Convert the records into a JSON list of strings, one string per line and no blank lines. Begin at the line containing "For the benchmark, point out every instance of the airplane wing" and continue through the line containing "point(617, 331)", including both of those lines and nothing else.

(Stored entries)
================================

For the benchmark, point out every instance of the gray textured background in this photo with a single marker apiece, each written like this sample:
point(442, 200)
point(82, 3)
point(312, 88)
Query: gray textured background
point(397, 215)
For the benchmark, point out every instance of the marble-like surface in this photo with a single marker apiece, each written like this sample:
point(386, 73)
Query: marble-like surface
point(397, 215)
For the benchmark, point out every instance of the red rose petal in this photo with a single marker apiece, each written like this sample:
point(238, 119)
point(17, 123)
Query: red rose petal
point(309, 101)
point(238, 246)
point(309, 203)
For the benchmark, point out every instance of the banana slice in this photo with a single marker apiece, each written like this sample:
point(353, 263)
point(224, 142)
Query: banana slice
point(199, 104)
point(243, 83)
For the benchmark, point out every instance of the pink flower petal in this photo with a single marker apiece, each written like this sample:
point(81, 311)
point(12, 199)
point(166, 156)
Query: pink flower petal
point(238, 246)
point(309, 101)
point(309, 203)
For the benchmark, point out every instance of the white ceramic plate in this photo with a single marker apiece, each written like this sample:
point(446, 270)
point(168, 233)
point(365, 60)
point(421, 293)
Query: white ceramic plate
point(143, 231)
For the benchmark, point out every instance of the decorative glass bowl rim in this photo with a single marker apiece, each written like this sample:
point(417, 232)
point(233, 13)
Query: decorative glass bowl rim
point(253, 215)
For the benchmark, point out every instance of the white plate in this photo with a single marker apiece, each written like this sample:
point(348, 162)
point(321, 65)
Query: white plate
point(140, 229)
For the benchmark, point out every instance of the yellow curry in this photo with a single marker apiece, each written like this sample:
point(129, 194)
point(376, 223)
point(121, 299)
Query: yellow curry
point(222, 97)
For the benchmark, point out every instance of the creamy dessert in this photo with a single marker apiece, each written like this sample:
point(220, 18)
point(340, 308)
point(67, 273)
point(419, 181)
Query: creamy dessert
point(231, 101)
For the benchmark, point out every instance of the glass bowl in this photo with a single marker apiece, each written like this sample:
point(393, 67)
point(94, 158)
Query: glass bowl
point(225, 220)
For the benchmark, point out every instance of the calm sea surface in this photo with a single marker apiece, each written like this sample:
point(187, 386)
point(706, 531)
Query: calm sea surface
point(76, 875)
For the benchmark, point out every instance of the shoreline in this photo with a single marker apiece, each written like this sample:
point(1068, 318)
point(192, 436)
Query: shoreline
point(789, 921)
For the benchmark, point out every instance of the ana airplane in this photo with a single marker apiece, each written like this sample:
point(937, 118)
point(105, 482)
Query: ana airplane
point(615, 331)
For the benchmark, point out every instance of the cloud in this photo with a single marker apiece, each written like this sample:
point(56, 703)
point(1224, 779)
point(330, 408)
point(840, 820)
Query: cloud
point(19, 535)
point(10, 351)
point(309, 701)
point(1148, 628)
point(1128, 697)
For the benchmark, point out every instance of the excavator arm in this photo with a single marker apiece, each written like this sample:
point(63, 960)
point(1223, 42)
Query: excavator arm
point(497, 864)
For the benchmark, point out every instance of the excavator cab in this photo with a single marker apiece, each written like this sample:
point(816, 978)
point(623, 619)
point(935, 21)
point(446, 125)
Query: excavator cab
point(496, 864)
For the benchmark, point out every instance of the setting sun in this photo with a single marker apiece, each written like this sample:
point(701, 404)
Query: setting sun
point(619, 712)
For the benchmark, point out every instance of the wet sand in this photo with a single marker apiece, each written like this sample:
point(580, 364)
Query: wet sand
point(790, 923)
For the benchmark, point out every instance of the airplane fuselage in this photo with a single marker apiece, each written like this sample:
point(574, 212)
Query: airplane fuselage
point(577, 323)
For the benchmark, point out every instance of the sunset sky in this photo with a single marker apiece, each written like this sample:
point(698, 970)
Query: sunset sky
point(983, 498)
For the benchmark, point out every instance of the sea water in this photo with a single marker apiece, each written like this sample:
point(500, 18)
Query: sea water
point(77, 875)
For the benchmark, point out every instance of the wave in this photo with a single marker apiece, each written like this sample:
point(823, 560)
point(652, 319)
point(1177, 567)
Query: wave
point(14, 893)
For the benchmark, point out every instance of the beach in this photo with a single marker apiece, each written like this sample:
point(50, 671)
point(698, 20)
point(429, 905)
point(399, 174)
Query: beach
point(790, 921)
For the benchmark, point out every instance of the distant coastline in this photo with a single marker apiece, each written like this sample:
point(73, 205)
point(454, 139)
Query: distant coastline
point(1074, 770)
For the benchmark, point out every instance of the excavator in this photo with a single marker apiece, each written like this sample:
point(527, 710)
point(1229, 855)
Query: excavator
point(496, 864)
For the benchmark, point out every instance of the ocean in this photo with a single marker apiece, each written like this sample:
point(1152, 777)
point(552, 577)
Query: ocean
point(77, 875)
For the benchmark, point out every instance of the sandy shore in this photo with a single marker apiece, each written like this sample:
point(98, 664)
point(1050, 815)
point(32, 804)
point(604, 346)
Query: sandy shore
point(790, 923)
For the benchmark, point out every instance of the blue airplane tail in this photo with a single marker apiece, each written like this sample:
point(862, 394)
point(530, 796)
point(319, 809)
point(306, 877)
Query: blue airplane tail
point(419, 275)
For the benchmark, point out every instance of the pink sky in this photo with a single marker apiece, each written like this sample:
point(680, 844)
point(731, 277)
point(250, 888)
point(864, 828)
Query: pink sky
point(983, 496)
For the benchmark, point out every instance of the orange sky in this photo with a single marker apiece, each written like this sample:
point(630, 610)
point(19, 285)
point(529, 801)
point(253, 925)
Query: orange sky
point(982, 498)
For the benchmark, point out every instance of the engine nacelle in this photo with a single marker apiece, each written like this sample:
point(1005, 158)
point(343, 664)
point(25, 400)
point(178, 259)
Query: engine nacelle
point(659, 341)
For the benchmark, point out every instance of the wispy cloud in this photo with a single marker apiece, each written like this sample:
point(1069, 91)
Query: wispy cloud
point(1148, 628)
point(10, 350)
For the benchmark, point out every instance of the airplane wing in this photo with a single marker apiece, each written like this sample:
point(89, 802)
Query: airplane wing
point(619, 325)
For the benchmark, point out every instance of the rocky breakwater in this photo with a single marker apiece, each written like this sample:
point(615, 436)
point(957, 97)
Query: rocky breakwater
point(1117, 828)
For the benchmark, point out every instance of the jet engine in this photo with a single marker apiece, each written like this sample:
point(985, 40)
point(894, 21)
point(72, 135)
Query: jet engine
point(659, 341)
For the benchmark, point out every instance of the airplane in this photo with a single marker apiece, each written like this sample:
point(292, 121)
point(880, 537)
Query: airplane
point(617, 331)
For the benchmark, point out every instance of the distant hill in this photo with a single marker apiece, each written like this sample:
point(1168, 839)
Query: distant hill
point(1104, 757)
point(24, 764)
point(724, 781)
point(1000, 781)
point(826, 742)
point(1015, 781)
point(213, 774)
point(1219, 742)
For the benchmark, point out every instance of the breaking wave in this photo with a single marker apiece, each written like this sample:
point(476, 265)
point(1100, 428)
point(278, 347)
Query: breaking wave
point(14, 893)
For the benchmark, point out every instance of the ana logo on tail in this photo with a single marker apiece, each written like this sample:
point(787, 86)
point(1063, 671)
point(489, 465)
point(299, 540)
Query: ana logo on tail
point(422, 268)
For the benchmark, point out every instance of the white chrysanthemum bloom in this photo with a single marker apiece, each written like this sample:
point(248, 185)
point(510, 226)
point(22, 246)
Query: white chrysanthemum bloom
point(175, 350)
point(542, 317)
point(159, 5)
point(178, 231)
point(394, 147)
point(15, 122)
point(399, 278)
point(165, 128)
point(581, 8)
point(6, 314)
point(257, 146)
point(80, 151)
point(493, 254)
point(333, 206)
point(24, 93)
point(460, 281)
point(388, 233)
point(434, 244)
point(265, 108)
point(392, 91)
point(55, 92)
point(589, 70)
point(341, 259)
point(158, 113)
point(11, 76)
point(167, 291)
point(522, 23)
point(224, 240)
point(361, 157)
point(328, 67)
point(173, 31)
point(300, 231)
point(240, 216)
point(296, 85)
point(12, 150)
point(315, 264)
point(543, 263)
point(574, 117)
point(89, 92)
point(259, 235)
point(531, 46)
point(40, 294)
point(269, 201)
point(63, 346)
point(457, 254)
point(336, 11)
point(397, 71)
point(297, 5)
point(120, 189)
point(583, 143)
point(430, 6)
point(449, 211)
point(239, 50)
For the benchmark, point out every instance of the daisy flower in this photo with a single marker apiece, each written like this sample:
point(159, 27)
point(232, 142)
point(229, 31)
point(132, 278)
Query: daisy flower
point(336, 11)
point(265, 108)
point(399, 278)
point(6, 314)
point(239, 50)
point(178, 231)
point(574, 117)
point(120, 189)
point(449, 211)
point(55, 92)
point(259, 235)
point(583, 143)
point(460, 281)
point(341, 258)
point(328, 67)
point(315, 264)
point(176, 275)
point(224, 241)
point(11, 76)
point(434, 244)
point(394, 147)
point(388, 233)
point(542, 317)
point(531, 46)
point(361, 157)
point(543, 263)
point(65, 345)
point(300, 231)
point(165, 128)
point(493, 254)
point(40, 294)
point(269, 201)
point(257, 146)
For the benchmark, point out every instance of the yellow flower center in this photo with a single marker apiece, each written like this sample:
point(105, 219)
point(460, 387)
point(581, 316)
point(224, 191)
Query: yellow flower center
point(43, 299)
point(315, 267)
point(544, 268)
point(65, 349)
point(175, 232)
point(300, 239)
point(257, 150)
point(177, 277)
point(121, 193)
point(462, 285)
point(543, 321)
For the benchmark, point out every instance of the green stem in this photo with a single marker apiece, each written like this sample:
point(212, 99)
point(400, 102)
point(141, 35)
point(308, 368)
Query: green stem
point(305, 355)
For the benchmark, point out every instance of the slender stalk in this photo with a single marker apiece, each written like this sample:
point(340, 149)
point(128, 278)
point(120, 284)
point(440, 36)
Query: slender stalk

================================

## Result of this exercise:
[
  "For the benchmark, point out every instance of the airplane wing in this photo with a single marker apiece, each written like this sample:",
  "point(89, 802)",
  "Query: airplane wing",
  "point(619, 325)",
  "For the benchmark, point out every instance of the rocky breakwater in this photo with a single marker apiece, each written like this sample:",
  "point(615, 436)",
  "point(957, 97)",
  "Query: rocky breakwater",
  "point(1117, 828)",
  "For the benchmark, point out every instance of the jet engine in this photo with a single marker apiece, each written like this sample:",
  "point(985, 40)",
  "point(894, 21)",
  "point(72, 135)",
  "Query: jet engine",
  "point(659, 341)",
  "For the benchmark, point out every instance of the airplane in this photo with a single marker apiece, each written like this sample:",
  "point(292, 121)",
  "point(880, 537)",
  "Query: airplane",
  "point(617, 331)"
]